▶ **Instructions to follow**:
Line by line, set down all the data below exactly, omitting any picture.

BEGIN Material for this exercise

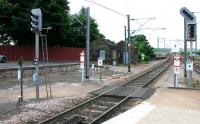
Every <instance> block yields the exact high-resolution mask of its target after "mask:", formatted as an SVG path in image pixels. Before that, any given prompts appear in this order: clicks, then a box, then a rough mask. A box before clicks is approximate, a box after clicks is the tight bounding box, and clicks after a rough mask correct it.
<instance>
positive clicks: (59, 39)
mask: <svg viewBox="0 0 200 124" xmlns="http://www.w3.org/2000/svg"><path fill="white" fill-rule="evenodd" d="M68 4H69V2H68V1H67V0H37V2H36V5H37V6H38V7H40V8H41V10H42V13H43V27H44V28H46V27H48V26H51V27H52V29H51V30H50V31H49V33H48V43H49V45H50V46H69V47H70V46H72V43H71V41H70V39H71V33H70V30H71V29H70V16H69V6H68Z"/></svg>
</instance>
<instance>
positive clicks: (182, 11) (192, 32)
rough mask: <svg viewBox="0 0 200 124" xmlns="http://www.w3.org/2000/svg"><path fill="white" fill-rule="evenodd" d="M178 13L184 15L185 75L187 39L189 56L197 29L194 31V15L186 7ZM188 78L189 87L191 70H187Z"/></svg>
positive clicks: (186, 65)
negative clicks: (188, 74)
mask: <svg viewBox="0 0 200 124" xmlns="http://www.w3.org/2000/svg"><path fill="white" fill-rule="evenodd" d="M180 14H181V15H182V16H183V17H184V46H185V47H184V53H185V56H184V57H185V61H184V62H185V67H184V76H185V77H186V76H187V74H186V70H187V67H186V66H187V65H186V62H187V52H186V50H187V41H190V56H191V55H192V46H193V43H192V41H196V40H197V31H196V29H197V28H196V24H197V23H196V16H195V15H194V14H193V13H192V12H190V11H189V10H188V9H187V8H186V7H182V8H181V9H180ZM188 73H189V78H188V86H189V87H191V83H192V71H191V70H189V71H188Z"/></svg>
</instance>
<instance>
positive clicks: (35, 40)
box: [31, 8, 42, 100]
mask: <svg viewBox="0 0 200 124" xmlns="http://www.w3.org/2000/svg"><path fill="white" fill-rule="evenodd" d="M31 31H33V32H35V58H34V60H33V64H34V65H35V73H34V74H33V81H35V85H36V99H37V100H39V85H40V78H39V33H40V32H41V31H42V12H41V9H40V8H36V9H32V10H31Z"/></svg>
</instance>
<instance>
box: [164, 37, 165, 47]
mask: <svg viewBox="0 0 200 124" xmlns="http://www.w3.org/2000/svg"><path fill="white" fill-rule="evenodd" d="M164 48H165V38H164Z"/></svg>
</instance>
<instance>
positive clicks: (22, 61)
mask: <svg viewBox="0 0 200 124" xmlns="http://www.w3.org/2000/svg"><path fill="white" fill-rule="evenodd" d="M18 65H19V69H18V80H20V86H21V95H20V97H19V102H21V101H23V57H22V56H20V58H19V59H18Z"/></svg>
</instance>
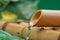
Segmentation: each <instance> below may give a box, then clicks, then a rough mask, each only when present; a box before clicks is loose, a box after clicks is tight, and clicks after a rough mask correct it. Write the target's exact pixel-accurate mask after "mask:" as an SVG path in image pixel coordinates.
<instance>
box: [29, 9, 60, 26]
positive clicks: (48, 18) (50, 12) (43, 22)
mask: <svg viewBox="0 0 60 40" xmlns="http://www.w3.org/2000/svg"><path fill="white" fill-rule="evenodd" d="M30 24H31V25H35V26H38V27H40V26H42V27H44V26H45V27H47V26H48V27H52V26H53V27H55V26H56V27H60V10H43V9H41V10H38V11H36V12H35V13H34V14H33V16H32V18H31V20H30Z"/></svg>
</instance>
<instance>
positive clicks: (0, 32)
mask: <svg viewBox="0 0 60 40" xmlns="http://www.w3.org/2000/svg"><path fill="white" fill-rule="evenodd" d="M0 40H23V39H22V38H19V37H17V36H14V35H13V36H12V35H11V34H9V33H7V32H5V31H2V30H0Z"/></svg>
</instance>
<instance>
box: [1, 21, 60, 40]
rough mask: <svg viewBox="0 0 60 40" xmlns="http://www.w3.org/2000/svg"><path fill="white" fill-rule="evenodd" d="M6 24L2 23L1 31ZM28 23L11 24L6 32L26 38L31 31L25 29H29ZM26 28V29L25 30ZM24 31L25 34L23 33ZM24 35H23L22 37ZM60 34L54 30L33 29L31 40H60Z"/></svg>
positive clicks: (7, 26)
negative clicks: (58, 37)
mask: <svg viewBox="0 0 60 40" xmlns="http://www.w3.org/2000/svg"><path fill="white" fill-rule="evenodd" d="M4 23H5V22H3V21H0V29H1V28H2V25H3V24H4ZM27 26H28V24H27V23H21V24H16V23H9V24H8V25H7V26H6V30H5V31H6V32H8V33H11V34H14V35H17V36H20V37H23V38H25V37H26V35H27V34H28V32H29V30H27V29H26V28H24V27H27ZM23 28H24V29H23ZM22 30H23V32H22ZM21 34H22V35H21ZM59 35H60V32H58V31H53V30H39V28H38V27H32V30H31V32H30V36H29V37H30V40H58V37H59Z"/></svg>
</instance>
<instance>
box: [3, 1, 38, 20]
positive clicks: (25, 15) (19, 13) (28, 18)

END Material for this exercise

▶ **Worked solution**:
Every <instance> block yields the exact high-resolution mask of its target after "mask:", formatted as an SVG path in image pixels. Before that, any given prompts appear in this order: clicks, then a box, then a rough mask. A box before clicks is approximate, a box after clicks is the tight bounding box, and clicks after a rough mask correct it.
<instance>
positive clicks: (59, 39)
mask: <svg viewBox="0 0 200 124" xmlns="http://www.w3.org/2000/svg"><path fill="white" fill-rule="evenodd" d="M68 4H69V2H68V1H67V0H37V2H36V5H37V6H38V7H40V8H41V10H42V13H43V27H44V28H46V27H48V26H51V27H52V29H51V30H50V31H49V33H48V43H49V45H50V46H69V47H70V46H72V43H71V41H70V39H71V33H70V30H71V29H70V16H69V6H68Z"/></svg>
</instance>
<instance>
positive clicks: (182, 11) (192, 32)
rough mask: <svg viewBox="0 0 200 124" xmlns="http://www.w3.org/2000/svg"><path fill="white" fill-rule="evenodd" d="M178 13L184 15L185 75L187 39L189 56L197 29L194 31V15L186 7ZM188 78L189 87L191 70H187Z"/></svg>
positive clicks: (186, 65)
negative clicks: (188, 74)
mask: <svg viewBox="0 0 200 124" xmlns="http://www.w3.org/2000/svg"><path fill="white" fill-rule="evenodd" d="M180 14H181V15H182V16H183V17H184V46H185V47H184V53H185V56H184V57H185V61H184V62H185V67H184V76H185V77H186V76H187V74H186V70H187V67H186V66H187V65H186V62H187V52H186V50H187V41H190V56H191V55H192V46H193V43H192V41H196V40H197V31H196V29H197V28H196V24H197V23H196V16H195V15H194V14H193V13H192V12H190V11H189V10H188V9H187V8H186V7H182V8H181V9H180ZM188 73H189V78H188V86H189V87H191V83H192V71H191V70H189V71H188Z"/></svg>
</instance>
<instance>
positive clicks: (35, 40)
box: [31, 8, 42, 100]
mask: <svg viewBox="0 0 200 124" xmlns="http://www.w3.org/2000/svg"><path fill="white" fill-rule="evenodd" d="M31 31H33V32H35V58H34V60H33V64H34V65H35V73H34V74H33V81H35V85H36V99H37V100H39V85H40V78H39V33H40V32H41V31H42V12H41V9H40V8H36V9H32V10H31Z"/></svg>
</instance>
<instance>
box: [164, 37, 165, 47]
mask: <svg viewBox="0 0 200 124" xmlns="http://www.w3.org/2000/svg"><path fill="white" fill-rule="evenodd" d="M164 48H165V38H164Z"/></svg>
</instance>
<instance>
positive clicks: (22, 61)
mask: <svg viewBox="0 0 200 124" xmlns="http://www.w3.org/2000/svg"><path fill="white" fill-rule="evenodd" d="M18 65H19V69H18V80H20V86H21V95H20V97H19V102H21V101H23V57H22V56H20V58H19V59H18Z"/></svg>
</instance>
Segmentation: each <instance> below may give a box, then clicks, then a rough mask, each only when present; a box before clicks is loose, a box after clicks is tight, and clicks after a rough mask correct it. Write the target's exact pixel-accurate mask after "mask:" as an SVG path in image pixel coordinates.
<instance>
box: [29, 9, 60, 26]
positive clicks: (48, 18) (50, 12) (43, 22)
mask: <svg viewBox="0 0 60 40" xmlns="http://www.w3.org/2000/svg"><path fill="white" fill-rule="evenodd" d="M30 24H31V25H35V26H38V27H40V26H42V27H44V26H45V27H47V26H48V27H52V26H53V27H55V26H56V27H60V10H43V9H41V10H38V11H36V12H35V13H34V14H33V16H32V18H31V20H30Z"/></svg>
</instance>
<instance>
positive clicks: (0, 32)
mask: <svg viewBox="0 0 60 40" xmlns="http://www.w3.org/2000/svg"><path fill="white" fill-rule="evenodd" d="M0 40H23V39H22V38H19V37H17V36H14V35H13V36H12V35H11V34H9V33H7V32H5V31H2V30H0Z"/></svg>
</instance>
<instance>
box: [1, 21, 60, 40]
rough mask: <svg viewBox="0 0 60 40" xmlns="http://www.w3.org/2000/svg"><path fill="white" fill-rule="evenodd" d="M6 24L2 23L1 31ZM28 23L11 24L6 32L26 38L31 31L25 29H29ZM26 28V29L25 30ZM24 31L25 34L23 33ZM24 35H23L22 37ZM60 34L54 30L33 29L31 40H60Z"/></svg>
positive clicks: (7, 26)
negative clicks: (58, 37)
mask: <svg viewBox="0 0 60 40" xmlns="http://www.w3.org/2000/svg"><path fill="white" fill-rule="evenodd" d="M4 23H5V22H3V21H0V29H1V28H2V25H3V24H4ZM27 26H28V24H27V23H21V24H16V23H9V24H8V25H7V26H6V30H5V31H6V32H8V33H11V34H14V35H17V36H20V37H23V38H25V37H26V35H27V34H28V32H29V30H27V29H26V28H24V27H27ZM23 28H24V29H23ZM22 30H23V32H22ZM21 34H22V35H21ZM59 35H60V32H58V31H53V30H39V28H38V27H32V30H31V32H30V36H29V37H30V40H58V37H59Z"/></svg>
</instance>
<instance>
box: [3, 1, 38, 20]
positive clicks: (25, 15) (19, 13) (28, 18)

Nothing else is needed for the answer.